* start DATA RECORDS *

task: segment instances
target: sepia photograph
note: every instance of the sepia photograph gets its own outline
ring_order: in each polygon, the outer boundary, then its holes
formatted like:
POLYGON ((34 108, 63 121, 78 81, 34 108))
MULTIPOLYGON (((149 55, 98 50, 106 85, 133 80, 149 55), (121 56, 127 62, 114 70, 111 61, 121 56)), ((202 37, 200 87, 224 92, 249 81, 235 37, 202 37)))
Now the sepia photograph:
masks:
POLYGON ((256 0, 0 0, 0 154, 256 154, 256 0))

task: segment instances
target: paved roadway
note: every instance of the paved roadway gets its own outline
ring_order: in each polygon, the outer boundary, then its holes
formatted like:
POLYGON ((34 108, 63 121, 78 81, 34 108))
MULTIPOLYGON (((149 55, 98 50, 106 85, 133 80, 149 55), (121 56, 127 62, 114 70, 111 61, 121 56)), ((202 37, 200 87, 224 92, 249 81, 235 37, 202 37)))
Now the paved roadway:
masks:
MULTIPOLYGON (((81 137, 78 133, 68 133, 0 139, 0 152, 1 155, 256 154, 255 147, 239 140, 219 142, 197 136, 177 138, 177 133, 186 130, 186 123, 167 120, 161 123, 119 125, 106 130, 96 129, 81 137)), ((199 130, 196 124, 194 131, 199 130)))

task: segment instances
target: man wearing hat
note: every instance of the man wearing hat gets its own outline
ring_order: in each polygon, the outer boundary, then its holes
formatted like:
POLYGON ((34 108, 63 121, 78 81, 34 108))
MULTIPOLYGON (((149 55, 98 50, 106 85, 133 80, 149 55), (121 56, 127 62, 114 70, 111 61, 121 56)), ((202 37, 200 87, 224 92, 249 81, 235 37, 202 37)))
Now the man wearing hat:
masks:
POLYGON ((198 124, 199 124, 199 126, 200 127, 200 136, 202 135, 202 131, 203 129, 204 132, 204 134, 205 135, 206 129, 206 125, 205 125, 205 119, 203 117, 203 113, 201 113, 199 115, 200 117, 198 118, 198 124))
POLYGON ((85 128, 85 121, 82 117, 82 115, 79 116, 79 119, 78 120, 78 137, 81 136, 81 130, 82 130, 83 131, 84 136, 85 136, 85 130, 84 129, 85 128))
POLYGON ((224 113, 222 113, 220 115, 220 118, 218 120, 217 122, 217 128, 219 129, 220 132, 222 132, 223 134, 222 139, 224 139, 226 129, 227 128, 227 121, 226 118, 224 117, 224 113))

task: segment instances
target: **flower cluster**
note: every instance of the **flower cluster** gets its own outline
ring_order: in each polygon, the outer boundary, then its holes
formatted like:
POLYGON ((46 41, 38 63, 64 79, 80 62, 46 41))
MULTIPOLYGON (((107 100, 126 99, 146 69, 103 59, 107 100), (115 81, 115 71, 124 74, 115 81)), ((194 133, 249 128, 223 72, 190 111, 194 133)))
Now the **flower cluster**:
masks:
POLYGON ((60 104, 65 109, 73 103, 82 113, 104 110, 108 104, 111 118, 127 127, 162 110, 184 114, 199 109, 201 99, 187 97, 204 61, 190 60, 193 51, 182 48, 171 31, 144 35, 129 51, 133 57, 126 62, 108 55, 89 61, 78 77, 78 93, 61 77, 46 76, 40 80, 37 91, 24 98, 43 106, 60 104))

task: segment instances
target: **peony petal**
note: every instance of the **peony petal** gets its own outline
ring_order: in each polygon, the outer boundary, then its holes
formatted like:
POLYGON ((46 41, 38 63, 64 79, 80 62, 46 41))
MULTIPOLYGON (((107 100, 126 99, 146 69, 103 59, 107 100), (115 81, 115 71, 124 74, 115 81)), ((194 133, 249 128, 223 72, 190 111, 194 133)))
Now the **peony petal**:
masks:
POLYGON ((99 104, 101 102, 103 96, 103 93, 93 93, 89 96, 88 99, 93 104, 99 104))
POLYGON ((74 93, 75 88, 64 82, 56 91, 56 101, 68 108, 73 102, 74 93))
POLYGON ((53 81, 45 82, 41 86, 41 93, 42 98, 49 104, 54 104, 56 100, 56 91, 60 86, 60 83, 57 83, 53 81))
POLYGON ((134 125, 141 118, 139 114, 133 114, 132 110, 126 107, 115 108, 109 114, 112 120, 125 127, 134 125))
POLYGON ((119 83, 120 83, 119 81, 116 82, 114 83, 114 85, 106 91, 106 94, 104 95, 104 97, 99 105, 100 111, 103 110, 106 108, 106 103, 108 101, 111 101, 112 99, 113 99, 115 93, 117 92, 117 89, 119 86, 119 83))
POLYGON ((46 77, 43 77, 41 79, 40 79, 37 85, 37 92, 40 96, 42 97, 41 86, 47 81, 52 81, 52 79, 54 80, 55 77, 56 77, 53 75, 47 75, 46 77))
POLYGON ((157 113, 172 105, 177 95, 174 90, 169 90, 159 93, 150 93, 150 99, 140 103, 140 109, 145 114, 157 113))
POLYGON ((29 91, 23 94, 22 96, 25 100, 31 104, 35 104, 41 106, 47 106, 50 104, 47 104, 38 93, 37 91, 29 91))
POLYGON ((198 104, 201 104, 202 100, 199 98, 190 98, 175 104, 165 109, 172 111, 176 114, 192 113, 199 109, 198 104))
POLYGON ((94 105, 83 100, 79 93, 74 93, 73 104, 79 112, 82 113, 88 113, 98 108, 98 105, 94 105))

* end DATA RECORDS *

Reproduce the lines verbatim from the very first one through the line that contains "MULTIPOLYGON (((81 137, 78", including both of those lines.

- **THE ANSWER**
task: segment instances
target: sepia photograph
note: every instance of the sepia photograph gets its own outline
ring_order: in each polygon, the outer boundary, then its holes
formatted like:
POLYGON ((34 108, 63 121, 78 81, 34 108))
MULTIPOLYGON (((149 55, 98 50, 106 85, 133 80, 149 55), (121 56, 127 62, 114 70, 111 61, 121 56)), ((202 37, 200 87, 224 92, 249 81, 235 37, 202 37)))
Now the sepia photograph:
masks:
POLYGON ((256 0, 0 0, 0 154, 256 154, 256 0))

task: segment instances
target: paved roadway
note: every instance of the paved roadway gets its own outline
ring_order: in each polygon, the outer boundary, then its holes
formatted like:
POLYGON ((34 108, 63 121, 78 81, 34 108))
MULTIPOLYGON (((149 55, 98 50, 106 85, 133 80, 149 55), (121 56, 127 62, 114 70, 111 61, 121 56)), ((202 37, 200 87, 224 92, 249 81, 235 37, 202 37)))
Now the paved roadway:
masks:
MULTIPOLYGON (((81 137, 78 133, 68 133, 0 139, 0 152, 1 155, 256 154, 255 147, 239 140, 219 142, 197 136, 177 138, 177 133, 186 130, 186 123, 167 120, 161 123, 119 125, 106 130, 96 129, 81 137)), ((199 130, 196 124, 194 131, 199 130)))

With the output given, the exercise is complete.